## READING PASSAGE
• • • • • • •
This appeared in The Times in 2003.


For many centuries, young children (and others) were employed as bird scarers, especially of crows. They used whatever means were available to frighten away the birds, hence the expression "stone the crows".
The Norfolk Labour MP, Sir George Edwards, who founded the National Union of Land Workers, even called his autobiography, written in 1922, "From Crow Scaring to Westminster", and there are many references in old country accounts to "crow scaring", "crow keeping", "crow stoning" and "rook starving". The rewards were modest - at the age of six, Edwards was paid a shilling for a seven-day week in Norfolk. In Gloucestershire, things were more varied - the going rate was from 6d a day, although if you were unfortunate enough to live in Winchcombe, all you received was 1d or 2d plus a swede.
Professor Stefan Buczacki, author, Fauna Britannica, Stratford-upon-Avon


But neither of the last two answers explain why we say it to express incredulity...
I'd be happy with a 1d or 2d plus a Swede.
• • • • • • •
## RECORDED INFORMATION
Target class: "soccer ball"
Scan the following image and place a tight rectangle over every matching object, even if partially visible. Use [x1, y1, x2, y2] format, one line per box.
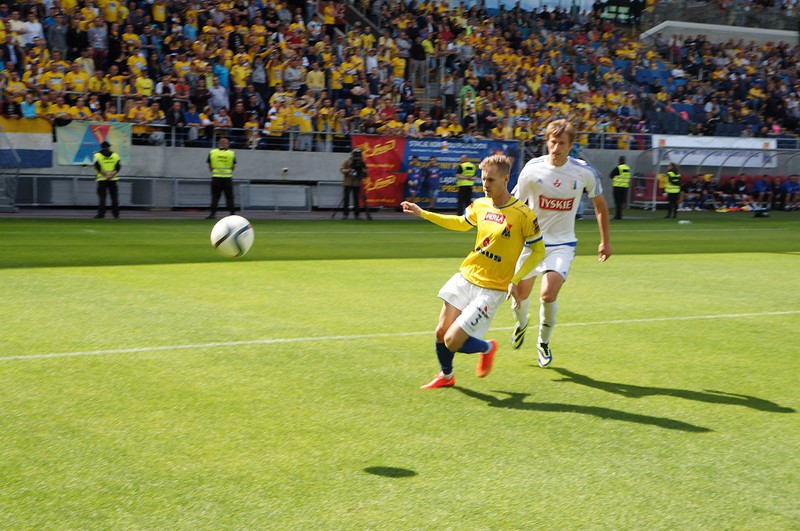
[211, 216, 255, 258]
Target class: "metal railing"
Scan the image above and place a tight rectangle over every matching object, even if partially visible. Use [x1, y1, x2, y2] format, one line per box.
[643, 0, 798, 31]
[45, 120, 800, 153]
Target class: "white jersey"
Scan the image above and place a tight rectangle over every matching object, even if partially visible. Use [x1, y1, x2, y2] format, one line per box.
[512, 155, 603, 246]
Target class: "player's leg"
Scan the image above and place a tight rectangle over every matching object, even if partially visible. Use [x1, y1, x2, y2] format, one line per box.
[222, 178, 236, 216]
[444, 284, 506, 378]
[537, 271, 564, 367]
[206, 177, 221, 219]
[511, 247, 546, 349]
[95, 181, 106, 218]
[511, 276, 536, 349]
[108, 181, 119, 218]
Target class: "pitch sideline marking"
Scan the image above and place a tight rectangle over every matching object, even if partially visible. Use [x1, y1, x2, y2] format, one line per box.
[0, 310, 800, 361]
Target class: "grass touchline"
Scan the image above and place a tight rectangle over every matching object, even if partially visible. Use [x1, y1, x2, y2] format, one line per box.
[0, 310, 800, 361]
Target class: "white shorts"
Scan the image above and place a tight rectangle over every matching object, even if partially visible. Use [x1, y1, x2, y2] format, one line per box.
[516, 245, 575, 280]
[439, 273, 506, 339]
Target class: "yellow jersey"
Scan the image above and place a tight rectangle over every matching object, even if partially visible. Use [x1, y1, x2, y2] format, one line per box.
[460, 197, 542, 291]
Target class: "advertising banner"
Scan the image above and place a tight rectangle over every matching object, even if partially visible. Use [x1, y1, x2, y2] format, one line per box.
[351, 135, 406, 207]
[401, 138, 523, 209]
[653, 135, 778, 168]
[0, 118, 53, 168]
[56, 122, 131, 166]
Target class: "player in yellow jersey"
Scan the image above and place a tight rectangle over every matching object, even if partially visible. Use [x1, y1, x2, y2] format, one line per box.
[402, 155, 544, 389]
• • • • • • •
## JOBS
A - Reproduce everything in the crow-scaring text from "This appeared in" down to "was 1d or 2d plus a swede.".
B - According to the crow-scaring text, what was George Edwards paid at the age of six?
The records have nothing to do with the crow-scaring text.

## REPLIES
A -
This appeared in The Times in 2003.


For many centuries, young children (and others) were employed as bird scarers, especially of crows. They used whatever means were available to frighten away the birds, hence the expression "stone the crows".
The Norfolk Labour MP, Sir George Edwards, who founded the National Union of Land Workers, even called his autobiography, written in 1922, "From Crow Scaring to Westminster", and there are many references in old country accounts to "crow scaring", "crow keeping", "crow stoning" and "rook starving". The rewards were modest - at the age of six, Edwards was paid a shilling for a seven-day week in Norfolk. In Gloucestershire, things were more varied - the going rate was from 6d a day, although if you were unfortunate enough to live in Winchcombe, all you received was 1d or 2d plus a swede.

B - A shilling for a seven-day week in Norfolk.